_Source text_
Weekend Thought: What did you think of this week’s cards? Are you excited for what the new year holds? Are you finding these side reviews a little bit extra useful? It’s kinda nice to get a quick look back some weeks later to take a look at something initially reviewed and see where it’s ended up, maybe it’ll be something I do more of! Just less of a three-of kind of deal for the sake of catching up and more of a “Oh hey, remember this card we saw a month ago? Where’s it at now?”
We close out the first week of my attempt at an “abridged” review style with Shining Lugia (SM-Black Star Promo SM82). This is one of a handful of cards that were in the Japanese version of the Shining Legends expansion, but which were removed and made into promos for our own. Yay? A (relatively) big, Basic, single Prize [C] Pokémon with [L] Weakness and [F] Resistance, Shining Lugia isn’t too hard to add to most decks in terms of card count. The attack costs are all [C] as you would expect, which is good because they aren’t small; [CCC] for “Argent Wing” and [CCCC] for “Aero Force”. Various minor, moderate, and major combos can ready these attacks quickly; a single turn for the more involved combos, two for the lesser ones. Argent Wing does 60 damage or if the opponent’s Active has an Ability, 120. Aero Force does 130 but requires you discard an Energy from Shining Lugia.

_What you are asked to do_
From the card review, write out word for word the part that opens with the words containing "We close out" and closes with "from Shining Lugia.". You will not need the records that follow the review.

Dataset excerpt
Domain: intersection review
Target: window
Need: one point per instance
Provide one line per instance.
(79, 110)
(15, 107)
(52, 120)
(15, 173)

_The response_
We close out the first week of my attempt at an “abridged” review style with Shining Lugia (SM-Black Star Promo SM82). This is one of a handful of cards that were in the Japanese version of the Shining Legends expansion, but which were removed and made into promos for our own. Yay? A (relatively) big, Basic, single Prize [C] Pokémon with [L] Weakness and [F] Resistance, Shining Lugia isn’t too hard to add to most decks in terms of card count. The attack costs are all [C] as you would expect, which is good because they aren’t small; [CCC] for “Argent Wing” and [CCCC] for “Aero Force”. Various minor, moderate, and major combos can ready these attacks quickly; a single turn for the more involved combos, two for the lesser ones. Argent Wing does 60 damage or if the opponent’s Active has an Ability, 120. Aero Force does 130 but requires you discard an Energy from Shining Lugia.